### What is needed
Give every entry again, word for word and in full.

Recorded data:
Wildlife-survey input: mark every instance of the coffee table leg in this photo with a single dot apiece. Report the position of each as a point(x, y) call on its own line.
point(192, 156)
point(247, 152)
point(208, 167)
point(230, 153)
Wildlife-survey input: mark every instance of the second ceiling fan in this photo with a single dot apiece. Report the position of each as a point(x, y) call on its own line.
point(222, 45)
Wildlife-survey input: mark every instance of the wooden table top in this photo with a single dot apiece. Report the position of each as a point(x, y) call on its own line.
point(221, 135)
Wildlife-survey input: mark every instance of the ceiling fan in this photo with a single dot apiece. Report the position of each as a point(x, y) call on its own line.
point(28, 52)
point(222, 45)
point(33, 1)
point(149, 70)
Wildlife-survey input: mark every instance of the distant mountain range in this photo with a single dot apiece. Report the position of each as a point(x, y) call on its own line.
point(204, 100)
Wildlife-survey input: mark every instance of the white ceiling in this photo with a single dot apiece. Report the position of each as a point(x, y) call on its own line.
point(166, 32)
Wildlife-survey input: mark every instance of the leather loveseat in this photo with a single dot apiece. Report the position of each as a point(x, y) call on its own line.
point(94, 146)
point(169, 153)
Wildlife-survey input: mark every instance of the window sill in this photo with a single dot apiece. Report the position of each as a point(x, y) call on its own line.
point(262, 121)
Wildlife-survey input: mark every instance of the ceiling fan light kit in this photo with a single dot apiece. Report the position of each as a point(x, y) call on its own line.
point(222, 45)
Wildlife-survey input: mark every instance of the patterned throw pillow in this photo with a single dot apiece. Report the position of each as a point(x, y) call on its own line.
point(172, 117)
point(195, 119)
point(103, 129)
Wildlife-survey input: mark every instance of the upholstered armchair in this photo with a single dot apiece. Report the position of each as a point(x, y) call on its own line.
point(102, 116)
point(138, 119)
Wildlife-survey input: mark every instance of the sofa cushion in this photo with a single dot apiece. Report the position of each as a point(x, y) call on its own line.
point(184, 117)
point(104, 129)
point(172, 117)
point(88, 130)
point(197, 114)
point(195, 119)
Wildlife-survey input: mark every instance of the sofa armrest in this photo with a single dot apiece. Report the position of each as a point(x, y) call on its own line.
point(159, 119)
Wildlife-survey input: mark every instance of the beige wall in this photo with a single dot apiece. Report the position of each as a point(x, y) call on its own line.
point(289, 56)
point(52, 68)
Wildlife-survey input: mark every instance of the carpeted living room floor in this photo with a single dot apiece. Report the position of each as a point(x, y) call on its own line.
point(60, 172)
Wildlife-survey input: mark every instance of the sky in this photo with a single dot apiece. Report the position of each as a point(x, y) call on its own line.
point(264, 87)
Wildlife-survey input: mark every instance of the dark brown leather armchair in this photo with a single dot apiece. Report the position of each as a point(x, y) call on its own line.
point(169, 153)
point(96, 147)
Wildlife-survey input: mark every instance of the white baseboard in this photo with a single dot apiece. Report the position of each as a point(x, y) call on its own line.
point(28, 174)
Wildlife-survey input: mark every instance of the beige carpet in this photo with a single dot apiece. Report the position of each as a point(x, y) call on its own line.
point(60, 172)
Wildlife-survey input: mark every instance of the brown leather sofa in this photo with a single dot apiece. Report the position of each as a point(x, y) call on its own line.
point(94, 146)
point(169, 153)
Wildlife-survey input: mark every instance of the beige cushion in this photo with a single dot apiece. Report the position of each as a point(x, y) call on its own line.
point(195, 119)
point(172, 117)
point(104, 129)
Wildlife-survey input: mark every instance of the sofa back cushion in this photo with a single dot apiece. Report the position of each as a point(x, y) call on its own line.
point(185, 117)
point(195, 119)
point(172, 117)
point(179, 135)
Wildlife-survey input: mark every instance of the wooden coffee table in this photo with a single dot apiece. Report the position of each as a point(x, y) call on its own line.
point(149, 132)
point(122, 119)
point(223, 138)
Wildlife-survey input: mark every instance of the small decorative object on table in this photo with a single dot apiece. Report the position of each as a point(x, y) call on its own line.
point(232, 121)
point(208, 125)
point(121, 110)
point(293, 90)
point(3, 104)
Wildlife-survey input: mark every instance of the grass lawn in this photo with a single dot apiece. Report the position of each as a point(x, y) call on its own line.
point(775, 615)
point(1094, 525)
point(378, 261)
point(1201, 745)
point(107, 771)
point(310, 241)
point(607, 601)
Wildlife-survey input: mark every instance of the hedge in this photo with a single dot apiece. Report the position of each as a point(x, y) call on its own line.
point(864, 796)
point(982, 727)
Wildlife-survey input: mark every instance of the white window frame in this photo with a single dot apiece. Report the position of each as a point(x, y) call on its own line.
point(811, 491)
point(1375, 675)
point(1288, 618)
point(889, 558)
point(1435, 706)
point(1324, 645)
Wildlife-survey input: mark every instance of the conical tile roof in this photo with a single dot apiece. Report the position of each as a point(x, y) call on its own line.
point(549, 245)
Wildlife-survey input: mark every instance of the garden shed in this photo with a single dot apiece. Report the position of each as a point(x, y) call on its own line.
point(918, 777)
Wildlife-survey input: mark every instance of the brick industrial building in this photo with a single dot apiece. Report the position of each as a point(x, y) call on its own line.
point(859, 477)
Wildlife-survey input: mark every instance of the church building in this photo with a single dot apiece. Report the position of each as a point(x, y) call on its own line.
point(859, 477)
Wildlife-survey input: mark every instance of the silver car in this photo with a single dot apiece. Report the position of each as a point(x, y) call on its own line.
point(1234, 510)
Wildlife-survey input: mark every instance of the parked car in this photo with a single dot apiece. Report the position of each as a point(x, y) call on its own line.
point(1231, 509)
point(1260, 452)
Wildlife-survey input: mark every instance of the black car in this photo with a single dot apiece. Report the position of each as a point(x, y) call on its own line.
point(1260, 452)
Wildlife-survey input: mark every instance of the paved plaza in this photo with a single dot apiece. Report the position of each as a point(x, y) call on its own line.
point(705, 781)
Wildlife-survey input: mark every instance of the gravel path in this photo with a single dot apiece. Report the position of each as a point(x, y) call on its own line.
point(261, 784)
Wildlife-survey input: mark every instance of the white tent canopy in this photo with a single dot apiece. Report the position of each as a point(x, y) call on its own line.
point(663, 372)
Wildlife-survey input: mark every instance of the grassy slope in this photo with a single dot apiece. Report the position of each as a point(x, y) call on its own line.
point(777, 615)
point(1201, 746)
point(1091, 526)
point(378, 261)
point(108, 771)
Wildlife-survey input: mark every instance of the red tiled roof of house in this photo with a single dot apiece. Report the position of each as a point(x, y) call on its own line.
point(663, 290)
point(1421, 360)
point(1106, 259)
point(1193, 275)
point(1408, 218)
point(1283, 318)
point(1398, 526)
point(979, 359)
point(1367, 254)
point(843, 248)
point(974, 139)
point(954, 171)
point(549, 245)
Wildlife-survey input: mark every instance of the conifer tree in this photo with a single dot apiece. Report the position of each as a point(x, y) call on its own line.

### Solution to this exercise
Wildlife-survey input: mark every instance of the coffee table leg in this photo with a single dot apiece. Report the position of each as a point(x, y) call on its own line.
point(192, 156)
point(247, 152)
point(208, 167)
point(230, 153)
Wildlife-survey input: mark every instance of the second ceiling fan in this photo with a single dot apiece. Report the position of each as a point(x, y) call on its own line.
point(222, 45)
Wildlife-survey input: mark every instance of the wooden table top in this photo with a single dot apiece. Report the position of each as a point(x, y) call on its own line.
point(221, 135)
Wildlife-survey input: mark every instance of the ceiling fan in this photo with a single dot apiece. Report the position of each as a point(x, y) call on its own line.
point(28, 52)
point(222, 45)
point(33, 1)
point(149, 70)
Wildlife-survey input: mark every instance of the distant mountain range in this photo with a single dot apiece. Report the position of each as a point(x, y) call on its own line.
point(204, 100)
Wildlife-survey input: mark every instance of the white ceiling in this photo with a single dot apiece. Report the position of each as a point(x, y) call on its own line.
point(166, 32)
Wildlife-survey input: mark every instance of the leather loveseat in this photo with a single dot apiece. Report the position of each as a point(x, y) call on its own line.
point(94, 146)
point(169, 153)
Wildlife-survey input: mark every instance of the window sill in this photo with a single dot apiece. Report the position of each as a point(x, y) call on its own line.
point(262, 121)
Wildlife-survey input: mark every instance of the ceiling fan light kit in this photo with a single dot apiece. Report the position of each as a point(x, y) call on its own line.
point(222, 45)
Wildlife-survey input: mark every instance of the patterned throw pillow in this photo with a single dot apiece. Report the position of each as a point(x, y) call on its own line.
point(172, 117)
point(195, 119)
point(103, 129)
Wildlife-survey input: mark every instance of the upholstered armchair in this photo with a single dot apiece. Report the position of each as a point(x, y) call on its own line.
point(102, 116)
point(138, 119)
Wildlife-survey input: mark every instance of the sofa cushion in this photo with a single dot apiece. Report the position of each as a point(x, y) call on its own line.
point(184, 117)
point(104, 129)
point(172, 117)
point(88, 130)
point(197, 114)
point(195, 119)
Wildlife-survey input: mark every instance of the sofa armrest in this photo with a single dot apiece. Report the position of each as a point(x, y) call on its own line.
point(159, 119)
Wildlife-survey input: mark every instance of the beige wall in this photo with a single dot apiece. Report the position of each as a point(x, y) call on its own line.
point(289, 56)
point(52, 68)
Wildlife-survey input: mark every instance of the carpeted living room floor in this photo with a single dot apiece. Report the position of each as a point(x, y) call on its own line.
point(60, 172)
Wildlife-survey input: mark every instance of the sky in this photo with a single dot apiece. Report the position of each as a point(x, y) call on its own line.
point(264, 87)
Wildlife-survey input: mark every instance of the dark brown leather armchair in this photo with a single dot apiece. Report the position of each as a point(x, y) call on its own line.
point(169, 153)
point(96, 147)
Wildlife-survey input: mark every instance of the white baseboard in this photo with a single dot apiece. Report the position of each as a point(x, y) call on its own line.
point(28, 174)
Wildlife-survey input: mark every instance of the beige carpet in this photo with a single dot apiece. Report the position of each as a point(x, y) call on its own line.
point(60, 172)
Wildlife-survey input: mark every instance of the brown leather sofa in this photo with a single dot apiece. Report the position of each as a point(x, y) call on its own line.
point(94, 146)
point(169, 153)
Wildlife-survey input: mark every instance of the beige cushion in this photo with a single dot apiece. Report the position of each as a point(x, y) call on its own line.
point(195, 119)
point(172, 117)
point(104, 129)
Wildlife-survey input: mark every instance of the sofa back cushion in this photo with a single dot apiece. Report the position of each as a point(x, y) call on its own line.
point(185, 117)
point(195, 119)
point(172, 117)
point(179, 135)
Wildlife-survey input: mark every instance of the wooden coffee table in this photo with a single dot apiece. Report the position of each as a point(x, y) call on its own line.
point(149, 132)
point(122, 119)
point(223, 138)
Wildlife-survey input: mark every instance of the small decorative object on table in this photo with a single dot apiece. Report the position of each as a point(x, y) call on its own line.
point(232, 121)
point(208, 125)
point(121, 110)
point(293, 90)
point(3, 104)
Wildlife-survey input: mark every instance of the grass lawn in this photo with a single dot apiece. Report the position of each as a point(x, y) call on its own line.
point(775, 615)
point(1094, 525)
point(378, 261)
point(1201, 745)
point(107, 771)
point(310, 241)
point(607, 601)
Wildlife-survey input: mark every instance of the hedge in this photo with a single dot apiece. Report the position of each as a point(x, y) call on its own line.
point(864, 796)
point(982, 727)
Wildlife-survey input: mark every instance of the white window frame in this photo with a single dot apiece. Report the position of each as a point(x, y) call on its own line.
point(811, 491)
point(1375, 675)
point(1288, 618)
point(889, 558)
point(1435, 706)
point(1324, 645)
Wildlife-survey input: mark every instance of the conical tile roof in this photo with a single dot apiece. Report the position of each as a point(x, y) call on its own line.
point(549, 245)
Wildlife-survey input: mark every instance of the garden shed in this photo with a single dot apiece. Report the position of each as a point(x, y) call on its own line.
point(918, 777)
Wildlife-survey input: mark every instance of the brick industrial building in this photo with a single dot apiece. Report the position of each as a point(x, y) call on its own line.
point(859, 477)
Wildlife-survey input: mark every instance of the church building in this photo with a single dot apiece. Report the position of each as a point(x, y) call on its own line.
point(859, 477)
Wildlife-survey input: mark every instance of the silver car in this photo with a single dot apiece. Report the position of each as a point(x, y) call on its own line.
point(1234, 510)
Wildlife-survey input: mark every instance of the parked car in this photo with a single dot apiece. Report the position of each as a point(x, y) call on its own line.
point(1231, 509)
point(1260, 452)
Wildlife-survey input: mark every instance of the black car in this photo with a single dot apiece. Report the position of each as a point(x, y) call on its own line.
point(1260, 452)
Wildlife-survey input: mark every instance of the paved plaza in this photo with a single dot apiece. Report the position of each as a point(x, y) call on its own line.
point(705, 781)
Wildlife-survey input: mark every instance of the gravel path in this photo with a single dot apiece. Report the position of each as a point(x, y) call on its own line.
point(261, 784)
Wildlife-survey input: mark every instance of the white tent canopy in this photo with a single dot apiece. Report the position of each as a point(x, y) call on its own line.
point(663, 372)
Wildlife-survey input: mark every instance of the grassy slope in this photo with a single dot apiece. Report the position of each as a point(x, y) call on its own line.
point(777, 615)
point(1201, 746)
point(1091, 526)
point(378, 261)
point(108, 771)
Wildlife-survey input: mark every instance of the red tiled roof of house in this photo with a single dot apiece. Report the position of each as a point(x, y) call on its own line.
point(663, 290)
point(1421, 360)
point(1106, 259)
point(1193, 275)
point(1408, 218)
point(1283, 318)
point(1398, 526)
point(979, 359)
point(1367, 254)
point(843, 248)
point(974, 139)
point(954, 171)
point(549, 245)
Wildlife-survey input: mark every instance of the conifer tree in this photo with a single dot apiece. Report the position of each as a point(x, y) call on its own line.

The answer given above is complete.